The Axe-Head did Swim
How those who are dead may have eternal life.
“And the sons of the prophets said to Elisha, Behold, now, the place where we dwell with thee is too strait for us. Let us go, we pray thee, to Jordan, and take thence every man a beam, and let us make a place there, where we may dwell, And he answered, Go ye. And one said, Be content, I pray thee, and go with thy servants. And he answered, I will go. So he went with them. And when they came to Jordan, they cut down wood. But as one was felling a beam, the axe-head fell into the water, and he cried, and said, Alas! master! for it was borrowed. And the man of God said, Where fell it? And he showed him the place. And he cut down a stick, and cast it in thither; and the iron did swim. Therefore said he, Take it up to thee. And he put out his hand and took it” (2 Kings 6:1-7).
What highly favoured men these sons of the prophets were in being the companions and disciples of Elisha. His words must have been good to listen to, and it is no wonder that they crowded to hear him until the place where they dwelt with him could not contain them, and they felt that they needed more room. It was a healthy sign, and their desire for enlargement had the full approval of the prophet.
::::::::::
* [Exercises to complete]
1. Reproduce word for word the part of the axe-head passage between "What highly favoured" and "of the prophet.", inclusive.
2. Change "narrow vertical window" to "slender upright window" in the lines of the listing between the ones holding "Please mark every dark cloud" and "310, 253, 324, 272", inclusive, and give back only those lines with nothing else altered.
::::::::::
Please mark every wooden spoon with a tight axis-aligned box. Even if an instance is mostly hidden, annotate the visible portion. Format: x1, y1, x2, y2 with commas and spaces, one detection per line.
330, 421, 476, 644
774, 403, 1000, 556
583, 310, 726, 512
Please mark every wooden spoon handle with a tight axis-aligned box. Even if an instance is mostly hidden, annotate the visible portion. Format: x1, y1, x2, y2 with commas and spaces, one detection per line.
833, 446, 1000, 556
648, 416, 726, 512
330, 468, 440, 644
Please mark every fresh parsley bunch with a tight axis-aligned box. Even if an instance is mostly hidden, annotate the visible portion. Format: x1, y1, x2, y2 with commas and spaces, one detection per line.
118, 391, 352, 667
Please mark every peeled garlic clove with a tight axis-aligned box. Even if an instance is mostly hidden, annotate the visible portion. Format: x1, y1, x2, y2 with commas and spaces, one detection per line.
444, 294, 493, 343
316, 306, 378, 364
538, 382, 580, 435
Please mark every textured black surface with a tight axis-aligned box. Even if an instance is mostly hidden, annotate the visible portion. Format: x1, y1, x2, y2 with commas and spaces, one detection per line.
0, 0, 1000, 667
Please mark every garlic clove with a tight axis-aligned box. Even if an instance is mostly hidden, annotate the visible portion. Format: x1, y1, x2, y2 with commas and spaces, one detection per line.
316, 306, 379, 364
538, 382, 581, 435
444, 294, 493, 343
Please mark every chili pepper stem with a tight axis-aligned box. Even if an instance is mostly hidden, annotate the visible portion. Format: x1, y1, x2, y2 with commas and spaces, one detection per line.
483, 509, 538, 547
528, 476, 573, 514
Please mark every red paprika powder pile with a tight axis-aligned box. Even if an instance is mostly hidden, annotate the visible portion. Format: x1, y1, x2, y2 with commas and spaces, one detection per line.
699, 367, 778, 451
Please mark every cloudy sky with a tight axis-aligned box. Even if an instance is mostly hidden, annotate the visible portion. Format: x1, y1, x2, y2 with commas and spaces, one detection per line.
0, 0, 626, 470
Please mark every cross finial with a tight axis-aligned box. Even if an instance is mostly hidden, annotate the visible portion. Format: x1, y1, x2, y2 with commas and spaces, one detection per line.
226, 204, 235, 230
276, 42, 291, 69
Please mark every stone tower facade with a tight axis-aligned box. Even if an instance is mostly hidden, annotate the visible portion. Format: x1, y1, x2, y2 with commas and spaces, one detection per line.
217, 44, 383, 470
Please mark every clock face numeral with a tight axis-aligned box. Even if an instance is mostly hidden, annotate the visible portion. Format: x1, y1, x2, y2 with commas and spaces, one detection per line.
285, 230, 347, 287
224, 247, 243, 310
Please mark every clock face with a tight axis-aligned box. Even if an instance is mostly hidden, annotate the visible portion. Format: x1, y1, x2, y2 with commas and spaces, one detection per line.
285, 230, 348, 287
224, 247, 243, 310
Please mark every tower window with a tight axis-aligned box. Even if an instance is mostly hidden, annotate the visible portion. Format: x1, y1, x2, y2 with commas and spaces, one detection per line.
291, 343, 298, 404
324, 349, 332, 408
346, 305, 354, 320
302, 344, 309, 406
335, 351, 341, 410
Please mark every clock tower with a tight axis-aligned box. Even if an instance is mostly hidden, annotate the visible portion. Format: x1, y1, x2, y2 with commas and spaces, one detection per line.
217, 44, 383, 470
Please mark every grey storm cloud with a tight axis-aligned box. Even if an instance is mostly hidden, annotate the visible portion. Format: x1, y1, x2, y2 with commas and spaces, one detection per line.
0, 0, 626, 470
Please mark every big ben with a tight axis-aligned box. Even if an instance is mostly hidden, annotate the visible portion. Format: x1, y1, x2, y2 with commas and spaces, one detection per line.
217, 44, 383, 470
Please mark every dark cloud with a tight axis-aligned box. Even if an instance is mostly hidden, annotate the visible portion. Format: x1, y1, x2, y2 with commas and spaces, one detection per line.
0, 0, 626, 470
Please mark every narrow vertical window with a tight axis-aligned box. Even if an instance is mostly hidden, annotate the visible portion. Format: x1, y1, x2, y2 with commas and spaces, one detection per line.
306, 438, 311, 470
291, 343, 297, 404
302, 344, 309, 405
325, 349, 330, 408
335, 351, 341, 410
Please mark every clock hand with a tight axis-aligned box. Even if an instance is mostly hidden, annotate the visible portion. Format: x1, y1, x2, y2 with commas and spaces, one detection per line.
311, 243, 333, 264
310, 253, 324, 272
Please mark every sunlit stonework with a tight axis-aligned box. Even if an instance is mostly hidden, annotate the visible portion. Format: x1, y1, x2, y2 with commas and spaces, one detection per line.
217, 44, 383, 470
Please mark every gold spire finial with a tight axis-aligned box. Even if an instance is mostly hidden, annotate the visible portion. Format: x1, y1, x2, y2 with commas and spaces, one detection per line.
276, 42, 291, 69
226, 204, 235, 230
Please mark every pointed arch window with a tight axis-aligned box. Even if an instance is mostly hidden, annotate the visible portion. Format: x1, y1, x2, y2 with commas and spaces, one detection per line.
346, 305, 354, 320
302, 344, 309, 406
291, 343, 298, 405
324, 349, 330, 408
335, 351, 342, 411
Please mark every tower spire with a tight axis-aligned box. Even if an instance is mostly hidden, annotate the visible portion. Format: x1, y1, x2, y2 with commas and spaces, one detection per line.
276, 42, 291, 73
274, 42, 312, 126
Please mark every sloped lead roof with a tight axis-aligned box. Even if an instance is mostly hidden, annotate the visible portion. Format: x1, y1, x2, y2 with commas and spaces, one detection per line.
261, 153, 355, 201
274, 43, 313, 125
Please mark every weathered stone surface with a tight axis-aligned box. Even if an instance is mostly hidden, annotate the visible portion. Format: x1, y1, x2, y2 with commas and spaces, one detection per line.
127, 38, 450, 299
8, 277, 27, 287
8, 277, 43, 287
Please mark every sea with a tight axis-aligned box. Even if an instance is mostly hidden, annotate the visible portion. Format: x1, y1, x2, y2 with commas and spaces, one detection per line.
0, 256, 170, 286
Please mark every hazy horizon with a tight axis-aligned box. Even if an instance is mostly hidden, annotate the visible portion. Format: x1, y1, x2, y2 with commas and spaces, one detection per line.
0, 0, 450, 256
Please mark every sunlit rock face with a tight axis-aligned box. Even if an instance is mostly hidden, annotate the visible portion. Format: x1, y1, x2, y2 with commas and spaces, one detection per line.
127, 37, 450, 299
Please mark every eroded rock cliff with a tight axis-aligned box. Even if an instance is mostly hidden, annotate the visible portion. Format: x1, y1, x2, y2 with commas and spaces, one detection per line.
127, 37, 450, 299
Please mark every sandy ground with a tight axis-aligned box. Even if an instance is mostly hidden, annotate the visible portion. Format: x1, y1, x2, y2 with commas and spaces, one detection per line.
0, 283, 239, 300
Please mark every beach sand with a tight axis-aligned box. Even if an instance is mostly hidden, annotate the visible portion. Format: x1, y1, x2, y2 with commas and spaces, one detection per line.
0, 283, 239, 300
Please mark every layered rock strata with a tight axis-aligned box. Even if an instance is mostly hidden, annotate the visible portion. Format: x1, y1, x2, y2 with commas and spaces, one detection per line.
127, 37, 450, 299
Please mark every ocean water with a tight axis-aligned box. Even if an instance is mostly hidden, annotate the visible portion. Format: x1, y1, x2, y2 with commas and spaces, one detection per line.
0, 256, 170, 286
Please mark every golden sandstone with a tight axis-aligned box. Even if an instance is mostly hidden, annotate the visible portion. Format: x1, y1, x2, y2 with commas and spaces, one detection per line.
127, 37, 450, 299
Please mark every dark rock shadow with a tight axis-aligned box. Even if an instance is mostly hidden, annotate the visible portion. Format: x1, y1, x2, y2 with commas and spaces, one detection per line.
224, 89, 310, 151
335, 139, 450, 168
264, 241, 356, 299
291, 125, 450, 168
::::::::::
* [Replies]
1.
What highly favoured men these sons of the prophets were in being the companions and disciples of Elisha. His words must have been good to listen to, and it is no wonder that they crowded to hear him until the place where they dwelt with him could not contain them, and they felt that they needed more room. It was a healthy sign, and their desire for enlargement had the full approval of the prophet.

2.
Please mark every dark cloud with a tight axis-aligned box. Even if an instance is mostly hidden, annotate the visible portion. Format: x1, y1, x2, y2 with commas and spaces, one detection per line.
0, 0, 626, 470
Please mark every slender upright window with a tight axis-aligned box. Even if an instance is mostly hidden, annotate the visible portion. Format: x1, y1, x2, y2 with commas and spaces, one detection per line.
306, 438, 311, 470
291, 343, 297, 404
302, 344, 309, 405
325, 349, 330, 408
335, 351, 341, 410
Please mark every clock hand with a tight axis-aligned box. Even if an instance is mostly hidden, annotate the visible portion. Format: x1, y1, x2, y2 with commas and spaces, one detection per line.
311, 243, 333, 264
310, 253, 324, 272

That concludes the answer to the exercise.